Written problem: Count how many lines in the rows below contain the string "metal", matching case exactly. Give only the number.

[Point annotation rows]
+ + +

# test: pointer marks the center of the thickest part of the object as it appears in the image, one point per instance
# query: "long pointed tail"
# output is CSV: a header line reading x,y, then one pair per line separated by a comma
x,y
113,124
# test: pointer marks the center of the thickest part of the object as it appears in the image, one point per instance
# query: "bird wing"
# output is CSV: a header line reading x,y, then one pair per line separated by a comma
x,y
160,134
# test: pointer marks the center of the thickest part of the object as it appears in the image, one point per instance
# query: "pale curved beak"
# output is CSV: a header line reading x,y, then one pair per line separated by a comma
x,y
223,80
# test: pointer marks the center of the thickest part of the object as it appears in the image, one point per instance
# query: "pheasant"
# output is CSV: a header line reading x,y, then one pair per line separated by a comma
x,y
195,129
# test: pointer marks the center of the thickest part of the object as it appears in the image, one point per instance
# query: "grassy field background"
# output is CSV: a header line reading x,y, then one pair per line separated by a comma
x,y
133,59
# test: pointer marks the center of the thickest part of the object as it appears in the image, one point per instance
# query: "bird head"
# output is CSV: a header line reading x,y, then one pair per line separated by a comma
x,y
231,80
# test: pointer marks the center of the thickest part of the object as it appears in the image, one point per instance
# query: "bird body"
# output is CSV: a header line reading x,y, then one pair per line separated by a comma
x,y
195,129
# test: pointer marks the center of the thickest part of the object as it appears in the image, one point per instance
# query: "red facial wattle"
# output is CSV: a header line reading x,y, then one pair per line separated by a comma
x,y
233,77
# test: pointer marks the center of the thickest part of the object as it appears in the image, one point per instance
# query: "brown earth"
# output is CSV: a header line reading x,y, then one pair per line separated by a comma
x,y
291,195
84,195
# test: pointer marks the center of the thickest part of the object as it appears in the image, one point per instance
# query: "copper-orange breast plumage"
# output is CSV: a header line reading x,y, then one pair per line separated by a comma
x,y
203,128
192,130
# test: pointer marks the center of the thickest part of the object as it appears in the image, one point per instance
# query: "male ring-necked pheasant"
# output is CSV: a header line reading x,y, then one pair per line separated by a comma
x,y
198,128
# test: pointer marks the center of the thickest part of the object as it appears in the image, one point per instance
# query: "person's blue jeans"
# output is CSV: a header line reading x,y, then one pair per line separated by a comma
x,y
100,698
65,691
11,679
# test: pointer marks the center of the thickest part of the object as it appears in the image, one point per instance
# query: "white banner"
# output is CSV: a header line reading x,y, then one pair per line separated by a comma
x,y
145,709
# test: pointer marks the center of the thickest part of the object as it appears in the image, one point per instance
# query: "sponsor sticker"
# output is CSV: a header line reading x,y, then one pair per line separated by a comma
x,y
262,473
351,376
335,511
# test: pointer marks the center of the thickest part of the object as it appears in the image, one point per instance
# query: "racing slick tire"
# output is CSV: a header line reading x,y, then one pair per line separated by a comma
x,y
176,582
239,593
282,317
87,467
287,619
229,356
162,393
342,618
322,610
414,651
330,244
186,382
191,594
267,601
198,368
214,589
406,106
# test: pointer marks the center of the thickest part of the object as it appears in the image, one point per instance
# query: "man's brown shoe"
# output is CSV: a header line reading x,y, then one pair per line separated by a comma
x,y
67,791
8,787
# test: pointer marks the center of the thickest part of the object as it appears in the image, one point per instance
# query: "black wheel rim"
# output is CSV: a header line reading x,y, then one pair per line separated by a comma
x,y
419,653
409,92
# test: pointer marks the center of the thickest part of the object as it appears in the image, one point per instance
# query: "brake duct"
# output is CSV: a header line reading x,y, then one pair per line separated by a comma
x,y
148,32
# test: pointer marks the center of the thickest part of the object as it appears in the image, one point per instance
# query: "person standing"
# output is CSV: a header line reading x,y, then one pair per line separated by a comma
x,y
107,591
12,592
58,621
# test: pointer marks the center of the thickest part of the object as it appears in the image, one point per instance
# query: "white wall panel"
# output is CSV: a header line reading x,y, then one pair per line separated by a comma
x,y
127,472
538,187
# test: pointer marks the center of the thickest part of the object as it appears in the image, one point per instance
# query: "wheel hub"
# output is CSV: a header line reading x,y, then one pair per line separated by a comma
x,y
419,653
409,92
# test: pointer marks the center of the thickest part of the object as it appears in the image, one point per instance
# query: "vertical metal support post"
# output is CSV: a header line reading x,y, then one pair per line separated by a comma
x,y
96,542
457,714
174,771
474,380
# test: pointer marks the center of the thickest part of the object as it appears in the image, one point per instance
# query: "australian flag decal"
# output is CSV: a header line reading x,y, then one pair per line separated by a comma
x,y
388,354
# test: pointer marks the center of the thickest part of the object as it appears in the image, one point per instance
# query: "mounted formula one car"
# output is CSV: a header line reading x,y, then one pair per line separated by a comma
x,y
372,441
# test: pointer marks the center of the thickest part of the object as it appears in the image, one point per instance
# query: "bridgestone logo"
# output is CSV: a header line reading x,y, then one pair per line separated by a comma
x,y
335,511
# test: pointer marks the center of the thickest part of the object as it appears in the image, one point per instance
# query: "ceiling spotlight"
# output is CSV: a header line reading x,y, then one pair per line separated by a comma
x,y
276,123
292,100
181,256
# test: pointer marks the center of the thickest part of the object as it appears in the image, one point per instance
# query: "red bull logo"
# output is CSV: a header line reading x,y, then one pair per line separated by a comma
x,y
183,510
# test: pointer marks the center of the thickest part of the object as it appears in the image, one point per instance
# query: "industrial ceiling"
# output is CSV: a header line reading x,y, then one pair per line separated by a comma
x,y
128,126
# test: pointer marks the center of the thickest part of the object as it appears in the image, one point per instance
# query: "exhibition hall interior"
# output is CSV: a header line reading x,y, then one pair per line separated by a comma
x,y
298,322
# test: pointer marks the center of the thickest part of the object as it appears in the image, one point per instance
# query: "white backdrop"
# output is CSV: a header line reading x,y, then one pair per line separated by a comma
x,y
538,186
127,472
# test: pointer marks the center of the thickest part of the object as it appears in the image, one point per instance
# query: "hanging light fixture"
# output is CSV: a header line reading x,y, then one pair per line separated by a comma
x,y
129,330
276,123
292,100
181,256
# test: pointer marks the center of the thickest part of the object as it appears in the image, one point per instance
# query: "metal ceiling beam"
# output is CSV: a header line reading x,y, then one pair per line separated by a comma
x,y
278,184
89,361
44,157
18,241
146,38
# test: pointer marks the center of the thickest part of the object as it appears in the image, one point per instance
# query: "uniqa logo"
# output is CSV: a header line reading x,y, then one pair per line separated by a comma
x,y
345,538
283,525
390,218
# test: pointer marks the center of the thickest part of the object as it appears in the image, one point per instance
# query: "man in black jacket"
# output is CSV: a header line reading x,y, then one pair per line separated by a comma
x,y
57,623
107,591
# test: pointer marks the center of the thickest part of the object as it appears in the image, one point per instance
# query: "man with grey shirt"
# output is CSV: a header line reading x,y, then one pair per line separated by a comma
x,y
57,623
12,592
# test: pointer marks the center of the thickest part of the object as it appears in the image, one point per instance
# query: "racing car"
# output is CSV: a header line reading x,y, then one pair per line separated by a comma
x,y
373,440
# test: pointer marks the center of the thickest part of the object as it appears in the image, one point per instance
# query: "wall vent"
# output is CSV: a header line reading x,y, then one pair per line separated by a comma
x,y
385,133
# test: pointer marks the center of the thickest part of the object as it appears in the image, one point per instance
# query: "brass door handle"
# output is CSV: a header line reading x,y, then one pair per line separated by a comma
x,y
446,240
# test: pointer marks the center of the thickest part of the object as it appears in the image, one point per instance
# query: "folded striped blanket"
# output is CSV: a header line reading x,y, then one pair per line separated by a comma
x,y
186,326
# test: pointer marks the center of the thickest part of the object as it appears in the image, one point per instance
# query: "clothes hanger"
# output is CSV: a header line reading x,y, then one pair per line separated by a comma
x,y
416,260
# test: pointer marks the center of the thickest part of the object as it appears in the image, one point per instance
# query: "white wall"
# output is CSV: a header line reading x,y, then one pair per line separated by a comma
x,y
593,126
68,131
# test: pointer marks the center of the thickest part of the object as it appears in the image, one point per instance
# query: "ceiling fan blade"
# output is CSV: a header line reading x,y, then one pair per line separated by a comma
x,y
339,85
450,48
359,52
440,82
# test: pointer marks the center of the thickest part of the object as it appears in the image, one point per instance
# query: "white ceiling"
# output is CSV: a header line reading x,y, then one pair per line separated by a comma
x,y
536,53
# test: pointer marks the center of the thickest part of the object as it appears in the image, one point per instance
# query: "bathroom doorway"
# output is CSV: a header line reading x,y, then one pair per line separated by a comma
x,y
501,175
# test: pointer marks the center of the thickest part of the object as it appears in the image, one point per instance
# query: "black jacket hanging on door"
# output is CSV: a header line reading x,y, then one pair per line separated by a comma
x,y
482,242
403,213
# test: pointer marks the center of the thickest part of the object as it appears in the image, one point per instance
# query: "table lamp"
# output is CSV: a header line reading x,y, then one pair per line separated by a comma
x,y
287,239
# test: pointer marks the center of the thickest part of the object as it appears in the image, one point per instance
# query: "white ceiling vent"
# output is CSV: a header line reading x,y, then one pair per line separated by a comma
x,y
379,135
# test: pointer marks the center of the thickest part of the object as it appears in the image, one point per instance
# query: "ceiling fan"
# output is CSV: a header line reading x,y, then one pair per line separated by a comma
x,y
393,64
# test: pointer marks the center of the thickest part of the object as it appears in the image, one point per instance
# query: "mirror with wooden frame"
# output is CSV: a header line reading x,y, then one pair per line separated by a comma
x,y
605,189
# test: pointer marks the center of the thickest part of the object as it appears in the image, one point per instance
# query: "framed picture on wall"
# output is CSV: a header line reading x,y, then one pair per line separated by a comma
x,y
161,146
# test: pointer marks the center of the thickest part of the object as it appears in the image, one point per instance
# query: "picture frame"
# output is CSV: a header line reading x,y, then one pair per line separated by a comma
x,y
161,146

+ + +

Output of the exercise: 2